WRITTEN INSTRUCTION: Copy the listing below line for line, without changing a single character.

⟨

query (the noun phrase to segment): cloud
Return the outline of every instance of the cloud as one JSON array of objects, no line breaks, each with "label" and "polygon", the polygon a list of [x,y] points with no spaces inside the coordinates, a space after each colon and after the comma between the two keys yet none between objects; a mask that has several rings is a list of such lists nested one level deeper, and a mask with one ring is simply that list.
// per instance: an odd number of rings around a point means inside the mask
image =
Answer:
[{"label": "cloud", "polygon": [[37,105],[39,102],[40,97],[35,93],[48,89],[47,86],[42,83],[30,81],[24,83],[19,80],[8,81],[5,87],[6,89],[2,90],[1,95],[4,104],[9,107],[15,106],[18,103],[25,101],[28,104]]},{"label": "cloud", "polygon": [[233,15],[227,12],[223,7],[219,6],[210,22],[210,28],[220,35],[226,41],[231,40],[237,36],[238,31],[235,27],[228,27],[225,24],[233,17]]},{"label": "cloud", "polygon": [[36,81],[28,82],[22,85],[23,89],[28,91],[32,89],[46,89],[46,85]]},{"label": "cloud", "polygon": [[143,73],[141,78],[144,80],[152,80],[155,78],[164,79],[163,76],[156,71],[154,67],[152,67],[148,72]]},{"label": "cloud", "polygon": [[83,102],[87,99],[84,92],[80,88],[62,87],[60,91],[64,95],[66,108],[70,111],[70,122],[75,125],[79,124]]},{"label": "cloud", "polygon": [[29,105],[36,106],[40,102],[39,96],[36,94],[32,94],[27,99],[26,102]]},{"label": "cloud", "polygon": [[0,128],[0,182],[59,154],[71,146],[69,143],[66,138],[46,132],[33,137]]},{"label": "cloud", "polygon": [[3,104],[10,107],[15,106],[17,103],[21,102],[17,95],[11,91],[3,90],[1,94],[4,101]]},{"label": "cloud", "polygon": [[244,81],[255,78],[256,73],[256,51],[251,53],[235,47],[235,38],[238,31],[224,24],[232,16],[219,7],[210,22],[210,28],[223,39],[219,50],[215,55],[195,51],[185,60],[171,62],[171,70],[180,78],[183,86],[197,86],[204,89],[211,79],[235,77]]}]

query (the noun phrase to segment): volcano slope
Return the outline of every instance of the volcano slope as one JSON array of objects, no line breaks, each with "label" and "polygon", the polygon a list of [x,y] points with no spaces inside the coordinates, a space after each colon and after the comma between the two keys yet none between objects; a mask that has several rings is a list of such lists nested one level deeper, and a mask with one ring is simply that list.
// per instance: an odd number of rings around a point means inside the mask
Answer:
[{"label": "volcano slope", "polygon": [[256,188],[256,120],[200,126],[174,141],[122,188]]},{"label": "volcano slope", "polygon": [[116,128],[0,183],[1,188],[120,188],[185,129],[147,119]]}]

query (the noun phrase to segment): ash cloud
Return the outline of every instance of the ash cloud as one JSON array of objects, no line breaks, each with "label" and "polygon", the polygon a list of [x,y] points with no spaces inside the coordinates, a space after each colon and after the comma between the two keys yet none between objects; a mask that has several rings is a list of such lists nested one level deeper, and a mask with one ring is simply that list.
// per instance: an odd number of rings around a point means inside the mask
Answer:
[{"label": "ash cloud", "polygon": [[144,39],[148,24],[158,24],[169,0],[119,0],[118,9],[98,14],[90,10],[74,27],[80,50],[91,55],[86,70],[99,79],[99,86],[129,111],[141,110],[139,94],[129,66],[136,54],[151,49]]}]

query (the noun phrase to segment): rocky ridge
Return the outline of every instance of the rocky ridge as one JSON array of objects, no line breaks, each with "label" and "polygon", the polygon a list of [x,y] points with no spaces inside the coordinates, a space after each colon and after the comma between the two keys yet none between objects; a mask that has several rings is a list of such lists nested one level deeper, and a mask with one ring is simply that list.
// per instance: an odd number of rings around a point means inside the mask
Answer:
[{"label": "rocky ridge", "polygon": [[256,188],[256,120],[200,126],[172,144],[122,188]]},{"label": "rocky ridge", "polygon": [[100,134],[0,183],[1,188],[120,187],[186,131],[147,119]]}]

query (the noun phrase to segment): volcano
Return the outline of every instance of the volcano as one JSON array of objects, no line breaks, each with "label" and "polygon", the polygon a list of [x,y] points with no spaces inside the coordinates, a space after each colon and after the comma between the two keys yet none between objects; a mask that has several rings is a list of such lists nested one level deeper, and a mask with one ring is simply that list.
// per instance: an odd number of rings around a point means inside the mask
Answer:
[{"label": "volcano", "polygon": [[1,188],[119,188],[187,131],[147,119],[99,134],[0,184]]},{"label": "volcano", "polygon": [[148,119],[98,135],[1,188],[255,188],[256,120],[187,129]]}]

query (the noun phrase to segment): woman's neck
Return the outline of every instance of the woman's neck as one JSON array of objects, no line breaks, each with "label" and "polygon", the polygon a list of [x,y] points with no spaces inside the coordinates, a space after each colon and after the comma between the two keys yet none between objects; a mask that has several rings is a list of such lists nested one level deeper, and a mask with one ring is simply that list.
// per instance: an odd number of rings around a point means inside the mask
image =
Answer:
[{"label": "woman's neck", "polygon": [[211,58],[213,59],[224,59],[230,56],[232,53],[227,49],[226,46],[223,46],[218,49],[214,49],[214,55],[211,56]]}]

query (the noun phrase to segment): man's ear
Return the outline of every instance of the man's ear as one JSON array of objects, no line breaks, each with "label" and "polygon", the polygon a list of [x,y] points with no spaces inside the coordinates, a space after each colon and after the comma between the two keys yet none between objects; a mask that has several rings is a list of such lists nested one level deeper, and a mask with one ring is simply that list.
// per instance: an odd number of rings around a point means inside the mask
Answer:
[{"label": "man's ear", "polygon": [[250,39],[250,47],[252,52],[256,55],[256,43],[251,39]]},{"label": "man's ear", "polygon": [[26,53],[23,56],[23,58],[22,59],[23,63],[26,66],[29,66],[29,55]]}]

⟩

OUTPUT OF THE TASK:
query (the noun phrase to segment): cloud
Return the outline of every instance of the cloud as one JSON array of objects, no line breaks, each with "label" and "polygon", the polygon a list of [x,y] points with no spaces inside the coordinates, a space after each colon and after the comma between the two keys yet none between objects; a mask that has several rings is a list of such lists nested one level deeper, and a mask with one ring is simply that list.
// per instance: an odd number of rings around a point means inside the mask
image =
Answer:
[{"label": "cloud", "polygon": [[37,105],[39,102],[40,97],[35,93],[48,89],[47,86],[42,83],[30,81],[24,83],[19,80],[8,81],[5,87],[6,89],[2,90],[1,95],[4,104],[9,107],[15,106],[18,103],[25,101],[28,104]]},{"label": "cloud", "polygon": [[233,15],[227,12],[223,7],[219,6],[210,22],[210,28],[220,35],[226,41],[231,40],[237,36],[238,31],[235,27],[228,27],[225,24],[233,17]]},{"label": "cloud", "polygon": [[36,81],[28,82],[22,85],[23,89],[28,91],[32,89],[46,89],[46,85]]},{"label": "cloud", "polygon": [[143,73],[141,78],[144,80],[152,80],[155,78],[164,79],[163,76],[156,71],[154,67],[152,67],[148,72]]},{"label": "cloud", "polygon": [[83,102],[87,99],[84,92],[80,88],[62,87],[60,91],[64,95],[66,108],[70,111],[70,122],[75,125],[79,124]]},{"label": "cloud", "polygon": [[29,105],[36,106],[40,102],[39,96],[36,94],[32,94],[27,99],[26,102]]},{"label": "cloud", "polygon": [[0,128],[0,182],[59,154],[71,146],[69,143],[66,138],[46,132],[33,137]]},{"label": "cloud", "polygon": [[3,104],[10,107],[15,106],[17,103],[21,102],[17,95],[11,91],[3,90],[1,94],[4,101]]},{"label": "cloud", "polygon": [[244,81],[255,78],[256,73],[256,51],[251,53],[235,47],[235,38],[238,31],[224,24],[232,16],[219,7],[210,22],[210,28],[223,39],[219,50],[215,55],[195,51],[185,60],[171,62],[171,70],[180,78],[183,86],[197,86],[204,89],[211,79],[235,77]]}]

query (the noun phrase to segment): volcano slope
Return the outline of every instance of the volcano slope as one JSON array of objects, no line breaks, each with "label" and "polygon", the polygon a list of [x,y] points with no spaces inside the coordinates, a space after each colon and after the comma between the two keys yet none between objects; a mask that has several rings is a list of such lists nested one level deeper, and a mask with one ring is simply that list.
// per instance: an odd number of rings around a point means inside the mask
Answer:
[{"label": "volcano slope", "polygon": [[256,188],[256,120],[200,126],[174,141],[122,188]]},{"label": "volcano slope", "polygon": [[116,128],[0,183],[1,188],[120,188],[185,129],[147,119]]}]

query (the noun phrase to segment): ash cloud
Return the outline of every instance of the ash cloud as one JSON array of objects, no line breaks, each with "label" and "polygon", the polygon a list of [x,y] points with no spaces inside the coordinates, a space after each colon and after the comma between the two keys yet none between objects; a mask that has several rings is a list of such lists nested one level deeper, and a mask with one ring is simply that list.
// per instance: an odd number of rings around a point means inside the mask
Answer:
[{"label": "ash cloud", "polygon": [[144,39],[148,24],[158,24],[169,0],[119,0],[118,9],[98,14],[90,10],[74,27],[80,50],[91,55],[86,70],[99,79],[99,86],[129,111],[141,110],[139,94],[129,66],[136,54],[151,49]]}]

query (the noun phrase to segment): rocky ridge
Return the outline of every instance of the rocky ridge as one JSON array of objects, no line breaks, each with "label" and "polygon", the polygon a list of [x,y] points with no spaces inside the coordinates, a space after each colon and after the comma between the two keys yet none between objects; a mask that has several rings is a list of such lists nested one level deeper, and a mask with one ring is simply that list.
// per instance: an odd number of rings around a point means inside the mask
Answer:
[{"label": "rocky ridge", "polygon": [[256,188],[256,120],[200,126],[172,144],[122,188]]},{"label": "rocky ridge", "polygon": [[100,134],[0,183],[1,188],[120,187],[186,131],[147,119]]}]

query (the noun phrase to segment): volcano
Return the outline of every instance of the volcano as one JSON array of objects, no line breaks, each with "label" and "polygon", the polygon a list of [x,y] points with no spaces inside the coordinates, a space after each colon and after the comma between the two keys yet none between objects; a mask that has several rings is a list of such lists nested one level deeper, and a mask with one ring is simply that list.
// per instance: an odd number of rings around a point means inside the mask
Answer:
[{"label": "volcano", "polygon": [[1,188],[119,188],[187,131],[147,119],[99,134],[0,184]]},{"label": "volcano", "polygon": [[148,119],[98,135],[1,188],[255,188],[256,120],[187,129]]}]

query (the noun phrase to segment): woman's neck
Return the outline of every instance of the woman's neck as one JSON array of objects, no line breaks, each with "label" and "polygon", the polygon a list of [x,y] points with no spaces inside the coordinates, a space after each colon and after the comma between the two keys yet none between objects; a mask that has several rings is a list of such lists nested one level deeper, and a mask with one ring is simply that list.
// per instance: an odd number of rings around a point means inside the mask
image =
Answer:
[{"label": "woman's neck", "polygon": [[211,58],[213,59],[224,59],[230,56],[232,53],[227,49],[226,46],[223,46],[218,49],[214,49],[214,55],[211,56]]}]

query (the noun phrase to segment): man's ear
Return the outline of every instance of the man's ear as one JSON array of objects, no line breaks, each with "label" and "polygon", the polygon a list of [x,y] points with no spaces inside the coordinates, a space after each colon and after the comma between the two keys yet none between objects; a mask that has several rings is a list of such lists nested one level deeper, and a mask with one ring is simply that list.
// per instance: an odd number of rings around a point means inside the mask
Answer:
[{"label": "man's ear", "polygon": [[250,39],[250,47],[252,52],[256,55],[256,43],[251,39]]},{"label": "man's ear", "polygon": [[26,53],[23,56],[23,58],[22,59],[23,63],[26,66],[29,66],[29,55]]}]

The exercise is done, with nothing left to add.